SHORT TASK: Reproduce the curling championship text word for word, everything from "The 2017 PEI" down to "Newfoundland and Labrador.".

TEXT BLOCK:
- Host city: Summerside Prince Edward Island
- Arena: Silver Fox Curling and Yacht Club, Summerside
- Dates: January 18-22
- Winner: Eddie MacKenzie
- Curling club: Charlottetown CC, Charlottetown
- Skip: Eddie MacKenzie
- Third: Sean Ledgerwood
- Second: Matt Nabuurs
- Lead: Robbie Doherty
- Coach: Al Ledgerwood
- Finalist: Phil Gorveatt

= 2017 PEI Tankard =

The 2017 PEI Tankard, the provincial men's curling championship of Prince Edward Island, was held from January 18 to 22 at the Silver Fox Curling and Yacht Community Complex in Summerside, Prince Edward Island. The winning Eddie MacKenzie team represented Prince Edward Island at the 2017 Tim Hortons Brier in St. John's, Newfoundland and Labrador.

LISTED ENTRIES:

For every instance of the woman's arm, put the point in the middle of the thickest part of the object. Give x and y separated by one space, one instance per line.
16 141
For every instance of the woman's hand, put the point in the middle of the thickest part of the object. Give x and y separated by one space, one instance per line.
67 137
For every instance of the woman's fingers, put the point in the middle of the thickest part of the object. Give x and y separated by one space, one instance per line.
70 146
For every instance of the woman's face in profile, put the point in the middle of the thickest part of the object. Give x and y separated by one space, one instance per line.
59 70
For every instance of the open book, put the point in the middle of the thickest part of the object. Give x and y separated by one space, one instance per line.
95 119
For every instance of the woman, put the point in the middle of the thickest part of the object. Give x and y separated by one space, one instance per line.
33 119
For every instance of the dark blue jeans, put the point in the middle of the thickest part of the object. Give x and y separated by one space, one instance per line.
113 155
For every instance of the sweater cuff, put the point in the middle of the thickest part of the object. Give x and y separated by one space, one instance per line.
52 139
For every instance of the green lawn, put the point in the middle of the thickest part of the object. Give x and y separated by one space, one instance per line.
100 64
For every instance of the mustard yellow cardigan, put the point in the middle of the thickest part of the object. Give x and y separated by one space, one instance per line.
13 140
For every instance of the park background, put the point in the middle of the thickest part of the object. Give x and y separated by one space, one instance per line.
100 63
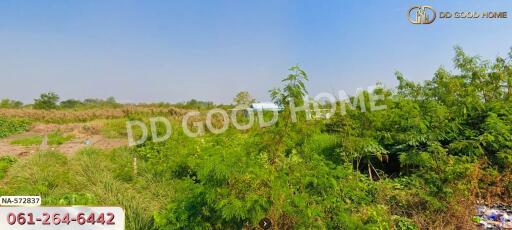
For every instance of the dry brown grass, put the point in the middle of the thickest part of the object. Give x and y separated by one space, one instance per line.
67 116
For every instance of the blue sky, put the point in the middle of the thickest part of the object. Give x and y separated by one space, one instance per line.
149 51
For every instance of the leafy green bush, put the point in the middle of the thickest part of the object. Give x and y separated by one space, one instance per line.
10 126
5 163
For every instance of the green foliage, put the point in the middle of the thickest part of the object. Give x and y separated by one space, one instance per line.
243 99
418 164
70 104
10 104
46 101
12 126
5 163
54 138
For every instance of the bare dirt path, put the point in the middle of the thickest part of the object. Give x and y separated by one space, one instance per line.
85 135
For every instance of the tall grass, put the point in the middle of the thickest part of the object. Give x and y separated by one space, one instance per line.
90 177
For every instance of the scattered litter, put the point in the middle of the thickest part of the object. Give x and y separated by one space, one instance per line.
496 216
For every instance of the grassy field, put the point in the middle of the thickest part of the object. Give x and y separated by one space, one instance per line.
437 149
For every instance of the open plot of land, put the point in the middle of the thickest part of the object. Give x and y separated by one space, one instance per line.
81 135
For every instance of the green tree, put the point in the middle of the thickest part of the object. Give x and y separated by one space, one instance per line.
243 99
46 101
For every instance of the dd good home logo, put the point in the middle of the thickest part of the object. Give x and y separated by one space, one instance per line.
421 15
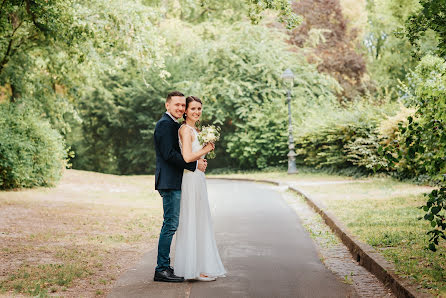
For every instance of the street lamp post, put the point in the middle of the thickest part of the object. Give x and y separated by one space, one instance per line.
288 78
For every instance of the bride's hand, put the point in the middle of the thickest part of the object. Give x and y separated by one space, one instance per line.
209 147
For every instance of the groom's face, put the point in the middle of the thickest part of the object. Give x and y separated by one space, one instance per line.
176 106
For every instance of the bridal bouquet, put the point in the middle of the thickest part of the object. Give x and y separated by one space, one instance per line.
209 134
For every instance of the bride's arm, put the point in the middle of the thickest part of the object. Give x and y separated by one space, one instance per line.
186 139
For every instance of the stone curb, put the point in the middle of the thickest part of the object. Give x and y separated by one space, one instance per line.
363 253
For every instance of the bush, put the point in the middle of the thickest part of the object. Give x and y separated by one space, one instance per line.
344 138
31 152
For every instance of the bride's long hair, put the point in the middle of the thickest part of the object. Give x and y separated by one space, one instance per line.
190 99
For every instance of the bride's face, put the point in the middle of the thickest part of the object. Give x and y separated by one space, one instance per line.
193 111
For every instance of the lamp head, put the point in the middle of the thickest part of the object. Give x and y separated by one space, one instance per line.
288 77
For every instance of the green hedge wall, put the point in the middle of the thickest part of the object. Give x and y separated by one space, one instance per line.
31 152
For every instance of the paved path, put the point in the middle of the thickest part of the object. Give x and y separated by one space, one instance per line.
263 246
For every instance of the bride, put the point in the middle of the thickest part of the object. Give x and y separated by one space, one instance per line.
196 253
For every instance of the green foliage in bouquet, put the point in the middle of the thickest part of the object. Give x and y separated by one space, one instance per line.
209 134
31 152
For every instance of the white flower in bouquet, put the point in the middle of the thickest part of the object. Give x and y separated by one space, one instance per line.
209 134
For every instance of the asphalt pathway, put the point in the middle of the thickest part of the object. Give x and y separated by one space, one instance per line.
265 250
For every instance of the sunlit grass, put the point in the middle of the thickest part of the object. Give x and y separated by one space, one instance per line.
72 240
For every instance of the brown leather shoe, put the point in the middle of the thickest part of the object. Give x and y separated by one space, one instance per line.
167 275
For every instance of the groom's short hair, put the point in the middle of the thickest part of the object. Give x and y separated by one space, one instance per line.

--

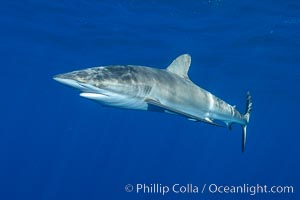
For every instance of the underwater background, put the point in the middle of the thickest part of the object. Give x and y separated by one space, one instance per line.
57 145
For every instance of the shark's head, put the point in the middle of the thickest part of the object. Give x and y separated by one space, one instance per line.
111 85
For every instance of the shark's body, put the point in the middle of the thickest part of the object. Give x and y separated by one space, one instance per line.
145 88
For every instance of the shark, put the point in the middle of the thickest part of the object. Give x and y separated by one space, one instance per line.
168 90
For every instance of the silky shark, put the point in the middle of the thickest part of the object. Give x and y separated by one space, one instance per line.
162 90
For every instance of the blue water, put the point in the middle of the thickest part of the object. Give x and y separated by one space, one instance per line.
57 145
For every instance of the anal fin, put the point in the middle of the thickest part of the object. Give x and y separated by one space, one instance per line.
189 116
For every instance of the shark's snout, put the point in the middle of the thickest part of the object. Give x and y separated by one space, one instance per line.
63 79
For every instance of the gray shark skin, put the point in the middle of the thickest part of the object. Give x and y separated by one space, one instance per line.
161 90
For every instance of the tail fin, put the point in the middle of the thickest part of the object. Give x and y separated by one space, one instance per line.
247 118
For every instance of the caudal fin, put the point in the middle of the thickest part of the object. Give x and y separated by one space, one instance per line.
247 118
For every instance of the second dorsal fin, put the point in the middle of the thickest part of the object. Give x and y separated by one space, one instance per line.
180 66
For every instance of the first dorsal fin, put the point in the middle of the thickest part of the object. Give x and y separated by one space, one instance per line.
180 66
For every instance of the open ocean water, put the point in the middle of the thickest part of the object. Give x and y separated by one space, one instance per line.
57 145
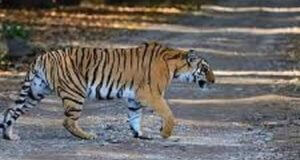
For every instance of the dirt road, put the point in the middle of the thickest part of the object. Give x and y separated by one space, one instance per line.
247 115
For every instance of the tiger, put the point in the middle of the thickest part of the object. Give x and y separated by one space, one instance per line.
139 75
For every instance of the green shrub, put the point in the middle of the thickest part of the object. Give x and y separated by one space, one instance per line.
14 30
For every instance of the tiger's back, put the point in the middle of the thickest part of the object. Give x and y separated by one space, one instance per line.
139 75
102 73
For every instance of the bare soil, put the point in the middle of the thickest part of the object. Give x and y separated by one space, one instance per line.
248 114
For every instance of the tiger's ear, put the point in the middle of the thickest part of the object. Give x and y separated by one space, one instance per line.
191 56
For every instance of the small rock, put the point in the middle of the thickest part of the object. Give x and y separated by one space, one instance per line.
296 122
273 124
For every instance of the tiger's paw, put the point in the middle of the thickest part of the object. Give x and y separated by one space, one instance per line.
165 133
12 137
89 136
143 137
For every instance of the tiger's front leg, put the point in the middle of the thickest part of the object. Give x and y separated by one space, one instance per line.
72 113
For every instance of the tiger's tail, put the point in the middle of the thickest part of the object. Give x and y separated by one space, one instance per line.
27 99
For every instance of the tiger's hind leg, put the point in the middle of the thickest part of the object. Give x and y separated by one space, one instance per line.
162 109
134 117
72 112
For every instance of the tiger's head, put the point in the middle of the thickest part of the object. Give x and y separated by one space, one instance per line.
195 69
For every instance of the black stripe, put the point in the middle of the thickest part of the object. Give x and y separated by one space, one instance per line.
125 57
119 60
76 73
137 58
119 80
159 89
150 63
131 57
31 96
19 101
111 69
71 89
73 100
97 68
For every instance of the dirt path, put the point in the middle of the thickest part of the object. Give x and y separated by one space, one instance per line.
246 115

...

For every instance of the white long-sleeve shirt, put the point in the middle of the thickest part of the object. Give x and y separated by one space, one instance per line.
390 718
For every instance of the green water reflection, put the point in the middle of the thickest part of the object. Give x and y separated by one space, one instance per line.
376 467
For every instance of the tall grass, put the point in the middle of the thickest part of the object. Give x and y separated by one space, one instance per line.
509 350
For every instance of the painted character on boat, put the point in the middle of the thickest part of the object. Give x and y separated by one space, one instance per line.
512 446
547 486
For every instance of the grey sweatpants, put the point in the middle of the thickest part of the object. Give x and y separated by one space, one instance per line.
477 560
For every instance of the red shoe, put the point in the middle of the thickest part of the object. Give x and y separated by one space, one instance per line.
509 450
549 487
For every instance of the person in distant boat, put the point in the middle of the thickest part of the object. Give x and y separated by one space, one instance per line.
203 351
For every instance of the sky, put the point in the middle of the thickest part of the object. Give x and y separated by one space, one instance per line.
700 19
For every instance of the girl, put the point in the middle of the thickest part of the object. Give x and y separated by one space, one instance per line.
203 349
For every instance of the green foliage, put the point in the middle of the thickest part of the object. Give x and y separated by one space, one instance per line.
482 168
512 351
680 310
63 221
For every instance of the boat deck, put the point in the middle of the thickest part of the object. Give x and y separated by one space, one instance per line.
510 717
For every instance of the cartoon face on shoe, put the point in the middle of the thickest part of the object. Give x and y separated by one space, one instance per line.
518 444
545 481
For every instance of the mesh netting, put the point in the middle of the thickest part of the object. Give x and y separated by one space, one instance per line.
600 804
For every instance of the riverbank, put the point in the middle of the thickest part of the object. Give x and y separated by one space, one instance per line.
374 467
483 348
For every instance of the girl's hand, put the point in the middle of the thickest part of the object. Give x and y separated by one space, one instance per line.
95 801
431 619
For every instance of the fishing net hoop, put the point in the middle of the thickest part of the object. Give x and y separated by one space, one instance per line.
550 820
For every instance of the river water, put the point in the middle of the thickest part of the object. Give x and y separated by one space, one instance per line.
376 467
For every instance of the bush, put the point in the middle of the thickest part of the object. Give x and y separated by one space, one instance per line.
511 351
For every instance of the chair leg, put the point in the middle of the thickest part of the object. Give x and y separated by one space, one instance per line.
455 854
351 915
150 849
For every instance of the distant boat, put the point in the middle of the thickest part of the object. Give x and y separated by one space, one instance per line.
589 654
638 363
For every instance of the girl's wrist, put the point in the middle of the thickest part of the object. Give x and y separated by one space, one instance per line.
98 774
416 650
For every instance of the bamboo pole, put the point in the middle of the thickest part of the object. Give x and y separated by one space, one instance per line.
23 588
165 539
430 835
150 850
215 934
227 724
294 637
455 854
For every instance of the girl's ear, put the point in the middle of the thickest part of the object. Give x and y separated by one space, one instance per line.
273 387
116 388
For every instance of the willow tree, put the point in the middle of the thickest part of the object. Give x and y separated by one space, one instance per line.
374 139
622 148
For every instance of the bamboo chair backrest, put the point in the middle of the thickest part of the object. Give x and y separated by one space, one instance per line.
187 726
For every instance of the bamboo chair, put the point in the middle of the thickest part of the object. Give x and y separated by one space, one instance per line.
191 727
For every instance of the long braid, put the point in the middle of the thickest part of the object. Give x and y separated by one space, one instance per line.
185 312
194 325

COMPLETED EXERCISE:
The 2017 PEI Tankard, the provincial men's curling championship of Prince Edward Island, was held from January 18 to 22 at the Silver Fox Curling and Yacht Community Complex in Summerside, Prince Edward Island. The winning Eddie MacKenzie team represented Prince Edward Island at the 2017 Tim Hortons Brier in St. John's, Newfoundland and Labrador.